DO THIS>
Please locate every line in the records below that contains the word "butterfly" and copy each one.

++++ TASK INPUTS ++++

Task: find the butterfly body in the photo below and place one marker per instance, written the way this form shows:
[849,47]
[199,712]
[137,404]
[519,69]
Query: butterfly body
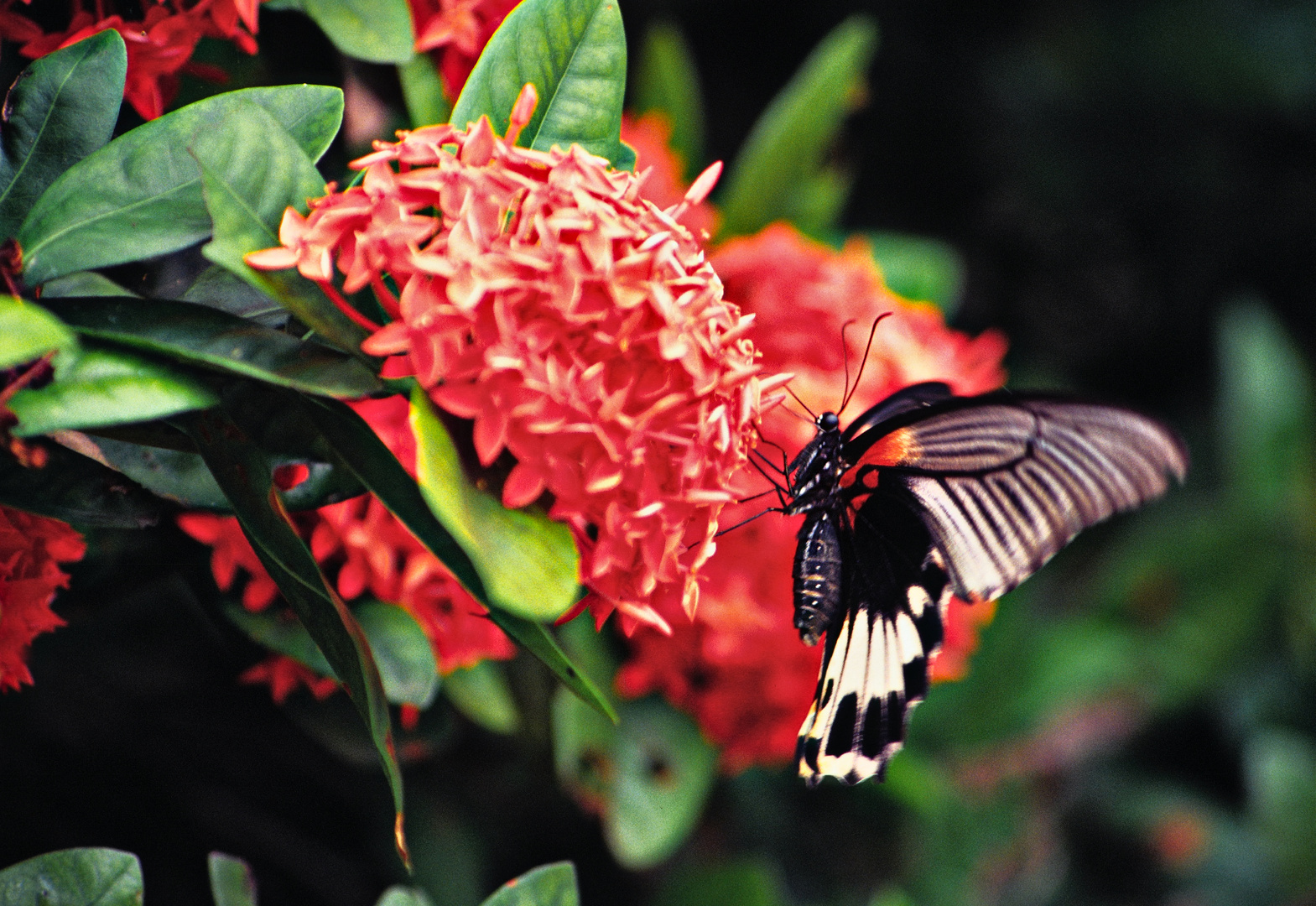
[927,496]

++++

ANSWER TO THE PROBLEM>
Task: find the butterfly body in the photo below and place one marker per instance, written the way this form shows:
Query: butterfly body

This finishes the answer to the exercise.